Source data

──────────

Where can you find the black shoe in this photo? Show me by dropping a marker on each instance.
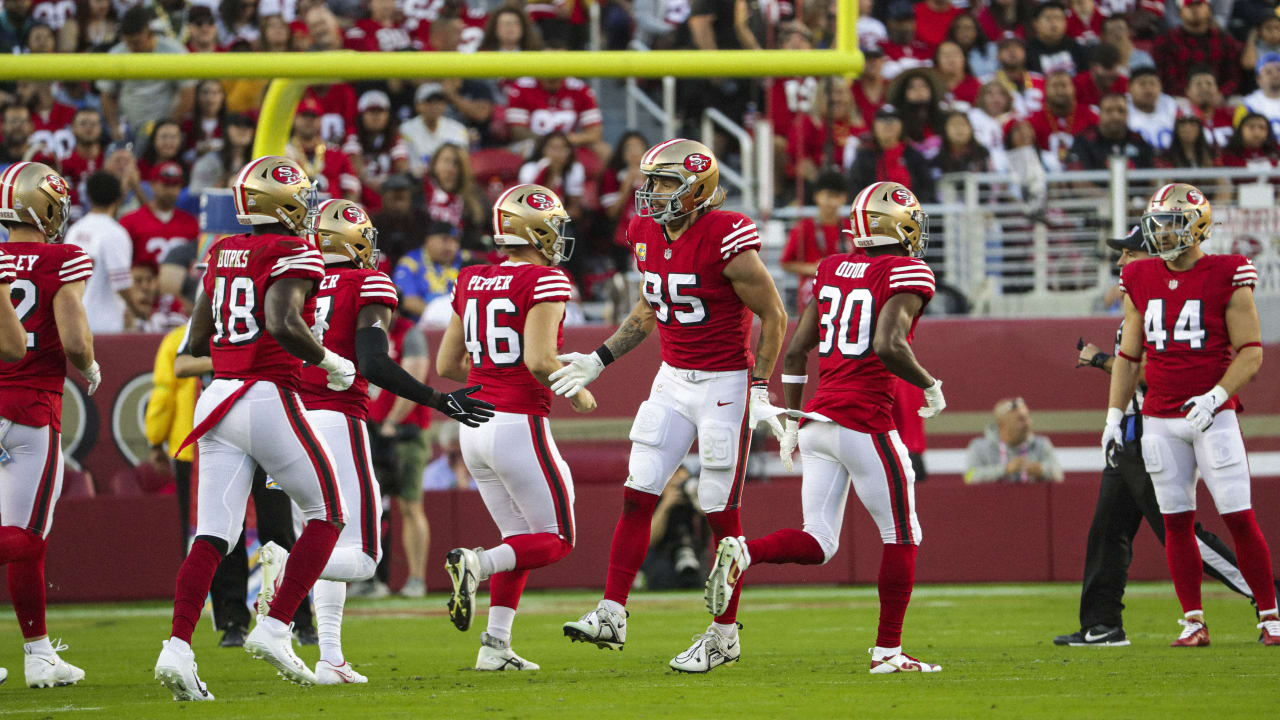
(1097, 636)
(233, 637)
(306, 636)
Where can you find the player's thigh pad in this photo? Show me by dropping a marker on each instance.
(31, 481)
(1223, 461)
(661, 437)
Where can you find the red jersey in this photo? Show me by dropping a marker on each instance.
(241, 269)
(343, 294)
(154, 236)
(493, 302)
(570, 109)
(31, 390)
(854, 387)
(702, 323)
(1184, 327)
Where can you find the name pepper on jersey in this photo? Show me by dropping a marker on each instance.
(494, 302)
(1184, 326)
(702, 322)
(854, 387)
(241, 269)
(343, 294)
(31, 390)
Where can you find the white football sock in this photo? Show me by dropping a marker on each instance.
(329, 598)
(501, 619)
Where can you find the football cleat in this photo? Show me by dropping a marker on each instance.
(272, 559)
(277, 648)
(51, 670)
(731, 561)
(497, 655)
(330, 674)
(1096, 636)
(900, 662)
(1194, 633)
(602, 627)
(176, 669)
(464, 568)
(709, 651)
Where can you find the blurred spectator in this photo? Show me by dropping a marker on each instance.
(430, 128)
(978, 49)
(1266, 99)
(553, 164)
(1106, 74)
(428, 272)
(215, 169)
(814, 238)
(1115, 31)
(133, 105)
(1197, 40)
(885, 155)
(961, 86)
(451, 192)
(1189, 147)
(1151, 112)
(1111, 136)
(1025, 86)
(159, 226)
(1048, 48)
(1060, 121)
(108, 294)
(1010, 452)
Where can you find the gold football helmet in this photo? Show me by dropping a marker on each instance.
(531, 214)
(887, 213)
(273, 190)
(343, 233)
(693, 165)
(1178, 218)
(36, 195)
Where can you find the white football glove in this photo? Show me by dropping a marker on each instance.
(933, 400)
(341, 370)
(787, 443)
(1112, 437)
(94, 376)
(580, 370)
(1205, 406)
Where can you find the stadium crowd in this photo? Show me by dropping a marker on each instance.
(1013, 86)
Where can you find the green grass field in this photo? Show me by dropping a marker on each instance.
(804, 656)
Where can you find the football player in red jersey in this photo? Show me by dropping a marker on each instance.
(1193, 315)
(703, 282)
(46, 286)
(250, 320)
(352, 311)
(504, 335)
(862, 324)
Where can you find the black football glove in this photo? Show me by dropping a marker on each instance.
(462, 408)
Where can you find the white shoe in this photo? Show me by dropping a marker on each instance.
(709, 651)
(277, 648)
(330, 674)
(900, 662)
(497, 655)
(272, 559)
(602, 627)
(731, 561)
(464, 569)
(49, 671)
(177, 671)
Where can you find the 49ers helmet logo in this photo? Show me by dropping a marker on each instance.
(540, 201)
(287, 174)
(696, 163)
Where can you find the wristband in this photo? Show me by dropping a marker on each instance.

──────────

### [Directions for this task]
The reply should repeat the data in full, exactly as given, and contain no pictures.

### [Response for this exercise]
Where can you find the black shoe in this photo? Show me by dropping a marker on each instance.
(1097, 636)
(233, 637)
(306, 636)
Where can you find the player's thigh pad in this photo? Show me by dropping a marker on each instance.
(31, 481)
(1223, 461)
(661, 437)
Where can you find the red jersey in this photo? Show me by dropping a marker on each instance.
(241, 269)
(343, 294)
(154, 236)
(493, 302)
(570, 109)
(31, 390)
(854, 387)
(702, 323)
(1184, 327)
Where can you find the name pepper on jersey in this photo? Show me by dropping a marker on each instance.
(494, 302)
(1184, 326)
(702, 322)
(854, 387)
(241, 269)
(343, 294)
(31, 390)
Where can you find the white football sock in this photo? Show me by dropping a marker on each instance.
(329, 598)
(501, 619)
Where can you find the football cleat in this photo? Show me by dropping a marker on each instance.
(272, 559)
(277, 648)
(51, 670)
(731, 561)
(497, 655)
(330, 674)
(1096, 636)
(900, 662)
(1194, 633)
(602, 627)
(176, 669)
(464, 568)
(709, 651)
Where can you find the blurred spectator in this photo? Show me by dropping a marker on each instance.
(430, 128)
(978, 49)
(1266, 99)
(553, 164)
(1106, 74)
(428, 272)
(215, 169)
(814, 238)
(1115, 31)
(133, 105)
(1197, 40)
(885, 155)
(961, 86)
(451, 192)
(1189, 147)
(1151, 112)
(1111, 136)
(1025, 86)
(159, 226)
(1048, 48)
(1060, 121)
(108, 294)
(1010, 452)
Where can you find the gold football helmet in this photo? Show me by dropping a marker on each instance.
(531, 214)
(887, 213)
(273, 190)
(343, 233)
(693, 165)
(1178, 218)
(36, 195)
Where can you find the white football glove in this photo? Show me by dropping a marker on each instance.
(933, 400)
(341, 370)
(787, 443)
(1112, 437)
(94, 376)
(580, 370)
(1205, 406)
Where can you find the stadium crowd in this photo? Show me by dropping a marker on each instance.
(1013, 86)
Where can you find the green grass field in this photo? Show me by dropping a marker on each instance.
(804, 656)
Where can you find the football player in red jersey in this photo? Show me by dropping a marker on each instance.
(1193, 315)
(703, 282)
(46, 286)
(250, 320)
(352, 311)
(504, 335)
(862, 324)
Where can you find the black football glove in this photo? Show me by dropping a marker on each instance.
(462, 408)
Where can you find the white shoe in this photo? Show me by dropping a marker on each instance.
(709, 651)
(277, 648)
(330, 674)
(900, 662)
(497, 655)
(272, 559)
(602, 627)
(731, 561)
(464, 569)
(49, 671)
(177, 671)
Where can you find the 49ers helmet logo in this photo? Show me by dropping a marker on each instance.
(540, 201)
(287, 174)
(696, 163)
Where can you find the wristband in this photo? Show me by dropping a marker on each instance.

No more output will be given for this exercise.